## Ziel A
Gib an, in wie vielen Zeilen der Liste die Zeichenfolge "band" vorkommt. Antworte nur mit der Zahl.

## Textauszug
<<<<

Das kommt mir auch die ganze Zeit schon so vor: Hauptsache etwas anders machen, nur nicht das was gut und sinnvoll ist. Zu gut Deutsch: Durchaus bewusst dem Kunden etwas in die Hand geben, was hinterher durchaus seine Probleme machen kann (bzw. zumindest in Kauf zu nehmen, dass da was passieren kann), nur um sich irgendwie zwanghaft abzuheben und bei einer Eingelenk-Hinterbaulagerung etwas neues zu machen. Sorry, kann ich absolut nicht nachvollziehen. Hättet Ihr auch in einem anderen Industriezweig (der nicht so seltsame eigene Gesetze hat) ein echtes Problem. Könnt froh sein, dass es keine Richtlinie gibt, nach der ein Fahrrad ein CE Zeichen braucht. Sonst wärt ihr dazu verpflichtet die beste Lösung nach dem Stand der Technik zu bauen und müsstet schon Begründung warum ihr abweicht. Und "fancy sein" ist kein Begründung.
Konkret: Ich finde weder die Lösung mit der Passung prickelnd (Welcher Maschinenbauer baut sich freiwillig eine Passung ein, wenn er sie nicht braucht?) noch die Lage des integrierten Schlitz. Ein Klemmschlitz an der gegenüberliegenden Seite der Achse (ja mit einer Ausformung für Schraube und Gewindeeinsatz) wäre das einzig senkrechte. So wie es eigentlich auch am Proto war. Das hatte mir auch am Proto sehr gut gefallen! Und dass das Bike jemand nicht kauft, weil die Schraube da ist, das glaubt ihr ja wohl selbst nicht, oder?  Ich kauf das Bike höchstens nicht, wenn die Lagerung schlecht gemacht ist. Wenn ich ärger mit der Lagerung oder Aufnahme selbiger in Kauf nehme, brauch ich mir keinen Eingelenker kaufen. Da gibt's sogar schöner gemachte Viergelenker.
Übrigens gehört dann eine solche Klemmung der Achse durch den Hinterbau auf beide Seiten und das war´s!
Es ist doch schizophren: Auf das Yoke will ich keinesfalls Spannungen bringen, aber bei den Aufnahmen da stört es mich nicht.
Ein Gewinde im Hinterbau wie bei den Prototypen ist  definitiv keine gute Lösung und auch nicht vergleichbar mit Steckachsklemmungen oder ähnlichem, weil wir hier einfach keine Klemmkraft haben. Wir haben nur die leichte Vorspannung des Lagers. Im Idealfall sogar nur eine spielfreie Einstellung, also gar keine Axialkraft auf der Achse. Daher ist das Gewinde auch völlig ungeeignet die reinen Radialkräfte und Biegemomente aufzunehmen.

Genauso verstehe ich nicht, warum unbedingt die zwei Rillenkugellager oben, wenn sie rein rechnerisch schon nicht halten. Weil sie an irgendeinem Horst Link funktioniert haben? (Als hätte jemals irgendein Horstlinklager dauerhaft über Jahre funktioniert.)

>>>>

## Ziel B
Extrahiere wortgetreu aus dem Forumsbeitrag zur Hinterbaulagerung den Abschnitt, der mit den Worten "Ein Gewinde im" beginnt und nach "und Biegemomente aufzunehmen." endet.

## Gegebene Daten
<<<<

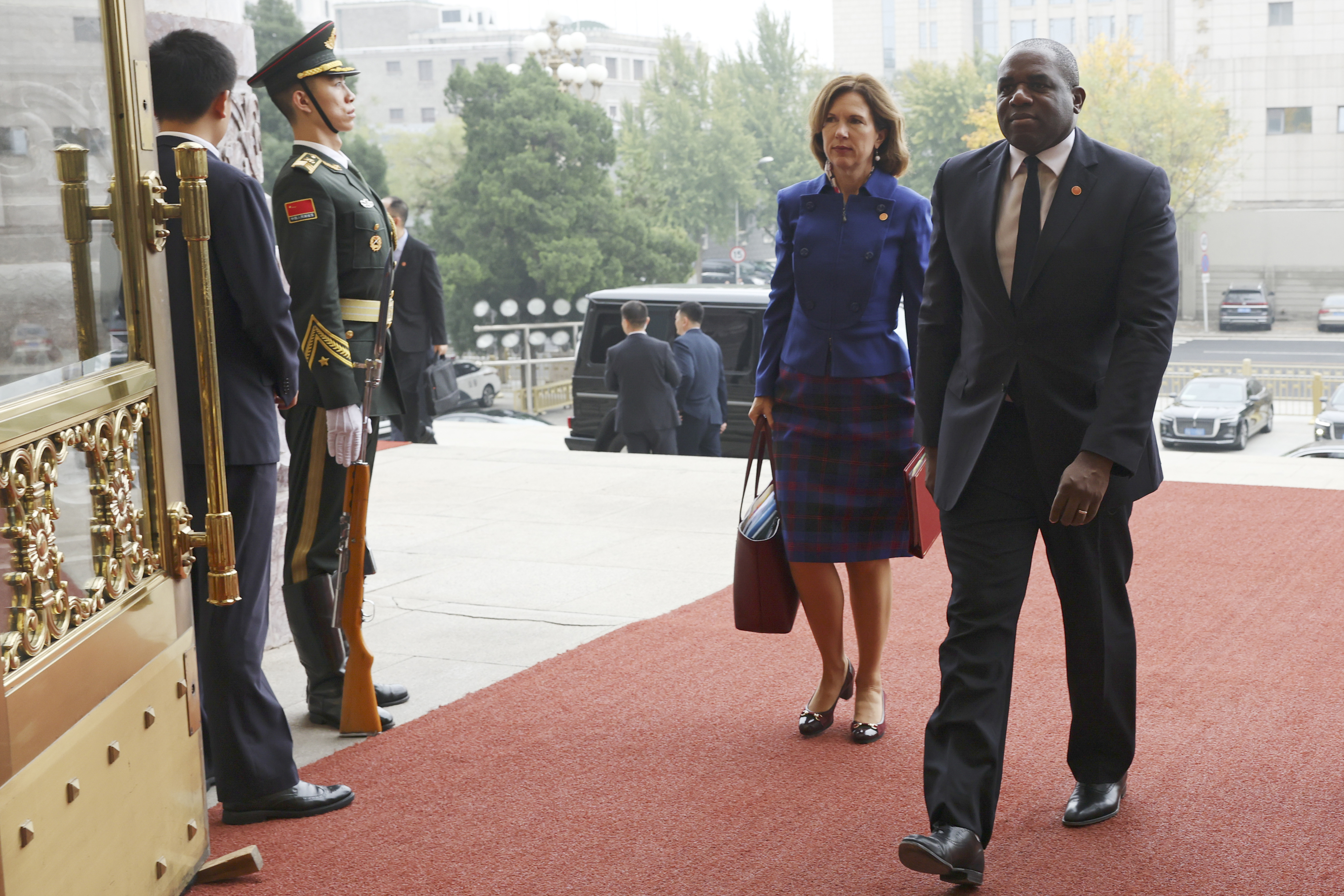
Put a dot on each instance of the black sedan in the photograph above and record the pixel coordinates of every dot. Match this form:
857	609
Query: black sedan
1218	410
1330	424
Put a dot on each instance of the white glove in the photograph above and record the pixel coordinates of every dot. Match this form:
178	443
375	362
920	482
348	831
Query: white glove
343	433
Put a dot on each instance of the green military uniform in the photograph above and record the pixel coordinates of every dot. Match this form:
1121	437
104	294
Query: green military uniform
335	240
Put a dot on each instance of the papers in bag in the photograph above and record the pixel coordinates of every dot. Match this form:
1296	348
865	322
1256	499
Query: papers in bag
763	515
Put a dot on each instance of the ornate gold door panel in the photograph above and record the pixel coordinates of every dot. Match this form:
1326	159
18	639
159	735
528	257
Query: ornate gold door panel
101	780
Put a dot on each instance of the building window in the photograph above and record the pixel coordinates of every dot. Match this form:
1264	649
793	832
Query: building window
889	35
1292	120
1101	27
986	26
89	29
1062	30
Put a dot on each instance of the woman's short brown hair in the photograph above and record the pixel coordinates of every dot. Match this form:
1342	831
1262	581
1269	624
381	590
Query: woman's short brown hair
896	154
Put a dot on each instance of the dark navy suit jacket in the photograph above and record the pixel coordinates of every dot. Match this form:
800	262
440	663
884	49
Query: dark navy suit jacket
1089	342
703	393
255	335
841	277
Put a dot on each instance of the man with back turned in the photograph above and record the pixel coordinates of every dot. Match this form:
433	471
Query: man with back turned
334	240
1045	334
246	739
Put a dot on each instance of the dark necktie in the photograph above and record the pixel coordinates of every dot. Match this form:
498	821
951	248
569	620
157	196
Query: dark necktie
1029	230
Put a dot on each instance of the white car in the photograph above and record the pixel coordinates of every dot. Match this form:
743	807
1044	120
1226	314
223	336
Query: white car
479	384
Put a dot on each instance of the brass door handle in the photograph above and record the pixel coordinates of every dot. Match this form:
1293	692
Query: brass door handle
218	538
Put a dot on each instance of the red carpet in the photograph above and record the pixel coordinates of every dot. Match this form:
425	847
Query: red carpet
663	758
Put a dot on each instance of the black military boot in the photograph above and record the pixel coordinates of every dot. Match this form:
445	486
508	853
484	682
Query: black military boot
322	648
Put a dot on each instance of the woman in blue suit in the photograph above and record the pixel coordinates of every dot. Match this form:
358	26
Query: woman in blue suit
835	384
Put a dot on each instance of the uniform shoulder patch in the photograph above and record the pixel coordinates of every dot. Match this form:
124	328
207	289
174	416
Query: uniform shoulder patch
308	162
300	210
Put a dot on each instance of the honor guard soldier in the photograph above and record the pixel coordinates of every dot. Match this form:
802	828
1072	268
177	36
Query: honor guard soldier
335	240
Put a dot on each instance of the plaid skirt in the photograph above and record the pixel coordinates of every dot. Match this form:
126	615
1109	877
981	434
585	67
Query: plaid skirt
841	450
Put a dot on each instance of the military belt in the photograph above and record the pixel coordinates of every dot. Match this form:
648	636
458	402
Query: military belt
363	311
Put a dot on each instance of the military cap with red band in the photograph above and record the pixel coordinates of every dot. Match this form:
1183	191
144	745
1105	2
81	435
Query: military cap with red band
311	56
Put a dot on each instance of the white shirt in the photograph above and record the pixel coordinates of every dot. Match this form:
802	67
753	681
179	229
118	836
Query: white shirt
335	155
198	139
1010	198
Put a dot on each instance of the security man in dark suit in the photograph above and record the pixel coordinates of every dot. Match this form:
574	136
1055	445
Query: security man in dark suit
703	396
248	746
644	377
334	245
1045	334
419	332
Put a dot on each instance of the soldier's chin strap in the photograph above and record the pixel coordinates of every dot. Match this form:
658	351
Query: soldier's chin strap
318	107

>>>>

## Korrektes Ergebnis A
2

## Korrektes Ergebnis B
Ein Gewinde im Hinterbau wie bei den Prototypen ist  definitiv keine gute Lösung und auch nicht vergleichbar mit Steckachsklemmungen oder ähnlichem, weil wir hier einfach keine Klemmkraft haben. Wir haben nur die leichte Vorspannung des Lagers. Im Idealfall sogar nur eine spielfreie Einstellung, also gar keine Axialkraft auf der Achse. Daher ist das Gewinde auch völlig ungeeignet die reinen Radialkräfte und Biegemomente aufzunehmen.